EXERCISE
Edit the data below by changing every "Detect" to "Locate" and keeping everything else the same.

STORED ROWS
━━━━━━━━
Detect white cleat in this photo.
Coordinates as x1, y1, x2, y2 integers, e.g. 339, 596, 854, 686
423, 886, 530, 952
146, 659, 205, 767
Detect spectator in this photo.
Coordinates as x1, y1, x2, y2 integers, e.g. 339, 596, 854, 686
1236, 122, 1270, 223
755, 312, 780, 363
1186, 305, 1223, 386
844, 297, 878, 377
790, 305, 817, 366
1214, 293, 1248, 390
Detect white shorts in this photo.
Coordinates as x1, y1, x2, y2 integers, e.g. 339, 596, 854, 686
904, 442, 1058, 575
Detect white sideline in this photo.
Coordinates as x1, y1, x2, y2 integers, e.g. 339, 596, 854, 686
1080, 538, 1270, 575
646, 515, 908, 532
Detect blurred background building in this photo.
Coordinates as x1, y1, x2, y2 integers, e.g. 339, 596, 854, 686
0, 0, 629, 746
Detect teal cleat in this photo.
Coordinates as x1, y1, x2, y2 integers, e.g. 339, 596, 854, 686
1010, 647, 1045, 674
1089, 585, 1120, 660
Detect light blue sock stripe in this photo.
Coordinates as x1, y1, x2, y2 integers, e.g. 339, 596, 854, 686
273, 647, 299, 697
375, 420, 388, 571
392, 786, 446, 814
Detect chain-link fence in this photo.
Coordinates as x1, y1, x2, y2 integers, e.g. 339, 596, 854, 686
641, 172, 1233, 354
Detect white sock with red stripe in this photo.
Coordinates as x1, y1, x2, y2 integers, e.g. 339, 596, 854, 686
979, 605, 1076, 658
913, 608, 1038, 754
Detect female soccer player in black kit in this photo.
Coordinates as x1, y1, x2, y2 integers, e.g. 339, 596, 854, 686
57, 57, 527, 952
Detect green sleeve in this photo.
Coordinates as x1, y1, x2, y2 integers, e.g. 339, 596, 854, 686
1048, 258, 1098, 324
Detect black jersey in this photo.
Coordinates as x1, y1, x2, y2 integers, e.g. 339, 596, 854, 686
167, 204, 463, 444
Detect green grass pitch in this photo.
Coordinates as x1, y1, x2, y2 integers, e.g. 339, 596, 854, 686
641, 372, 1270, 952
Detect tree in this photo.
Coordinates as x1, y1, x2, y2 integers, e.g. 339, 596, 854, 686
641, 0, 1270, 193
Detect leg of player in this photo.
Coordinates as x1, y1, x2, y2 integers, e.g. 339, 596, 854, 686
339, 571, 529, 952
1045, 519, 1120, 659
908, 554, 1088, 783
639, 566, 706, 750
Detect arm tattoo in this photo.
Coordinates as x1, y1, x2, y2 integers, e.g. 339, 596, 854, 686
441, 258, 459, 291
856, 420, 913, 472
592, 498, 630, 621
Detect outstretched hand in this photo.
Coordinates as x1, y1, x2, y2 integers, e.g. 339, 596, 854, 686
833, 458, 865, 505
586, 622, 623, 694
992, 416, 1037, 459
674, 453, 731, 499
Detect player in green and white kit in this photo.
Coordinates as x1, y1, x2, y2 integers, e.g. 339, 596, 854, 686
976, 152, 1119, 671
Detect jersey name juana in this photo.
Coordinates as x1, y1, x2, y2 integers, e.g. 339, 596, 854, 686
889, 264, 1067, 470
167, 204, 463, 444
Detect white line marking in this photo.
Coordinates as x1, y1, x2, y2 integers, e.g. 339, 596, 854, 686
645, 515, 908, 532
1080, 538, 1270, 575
━━━━━━━━
WRITTEN RESPONSE
Locate white cleat in this photo.
Coordinates as x1, y1, x2, y2 integers, e.g. 339, 596, 854, 686
423, 886, 530, 952
146, 659, 205, 767
Locate spectator in this photo.
Coordinates as x1, y1, x2, y2 integers, e.g. 339, 596, 854, 686
1236, 122, 1270, 223
755, 312, 780, 363
1186, 305, 1223, 386
844, 297, 878, 377
790, 305, 817, 366
1214, 293, 1248, 390
Locate white shorts in this photo.
Coordinates as x1, y1, x2, y2 integers, e.g. 339, 596, 854, 686
904, 442, 1058, 575
Locate white sideline in this photo.
Coordinates as x1, y1, x2, y2 integers, e.g. 339, 596, 854, 686
1080, 538, 1270, 575
646, 515, 908, 532
Locate blurred background building in this photo.
Coordinates as x1, y1, x2, y2 integers, e.g. 339, 596, 854, 686
0, 0, 629, 746
Locate teal cleat in this photo.
Coordinates as x1, y1, x2, y2 integers, e.g. 339, 596, 854, 686
1010, 647, 1045, 674
1089, 585, 1120, 660
Locate light blue sock stripe in this photo.
Coordinates as x1, y1, x2, y2 integers, e.g. 339, 596, 854, 686
273, 647, 299, 697
375, 420, 388, 571
392, 786, 446, 814
Locate chain-link fence in this photo.
Coordinates as x1, y1, x2, y2 integers, e.g. 339, 596, 854, 686
641, 172, 1233, 354
Locate white sock with red stripe in this photo.
Coordinates as x1, y1, x2, y2 integers, e.g. 339, 596, 854, 686
979, 605, 1076, 658
913, 608, 1038, 754
Locate female soccer player in black kit in this photo.
Coordinates as x1, y1, x2, y2 integers, e.g. 339, 596, 854, 686
57, 57, 527, 952
Locate green sleeve in this photo.
Coordinates as x1, y1, x2, y2 integers, e.g. 339, 596, 854, 686
1048, 258, 1098, 324
Locate black jersey in this photo.
Coordinates as x1, y1, x2, y2 integers, e.g. 339, 596, 854, 686
167, 204, 463, 444
Locate green grass pitch in this photo.
Coordinates as x1, y1, x2, y2 integers, e.g. 339, 596, 854, 686
641, 372, 1270, 952
Locate tree in this photo.
Coordinates as x1, y1, x2, y2 integers, e.g. 339, 596, 854, 686
641, 0, 1270, 193
Locate leg of player in this photo.
Coordinates as x1, y1, x2, y2 integers, e.g. 339, 596, 854, 686
339, 571, 529, 952
1045, 519, 1120, 659
908, 554, 1088, 783
639, 566, 706, 750
Locate arm tattoo in this photo.
Coordinates as x1, y1, x2, y2 integers, e.g. 339, 596, 854, 686
441, 258, 459, 291
856, 420, 913, 472
592, 498, 630, 621
Locate outstretched hand in this photo.
Coordinates as x1, y1, x2, y2 integers, e.g. 339, 596, 854, 686
833, 458, 865, 505
586, 622, 623, 694
992, 416, 1037, 459
674, 453, 731, 499
Locate player in green and white kit in this photo.
Coordinates as x1, y1, x2, y2 integers, e.g. 339, 596, 854, 686
976, 152, 1119, 671
Locate jersey name juana in this photo.
Coordinates as x1, y1, x2, y2 integers, e.g. 339, 596, 854, 686
889, 264, 1067, 470
167, 204, 463, 444
Locate white line marking in this photo.
Coordinates as x1, y1, x2, y2 integers, e.g. 339, 596, 854, 686
645, 515, 908, 532
1080, 538, 1270, 575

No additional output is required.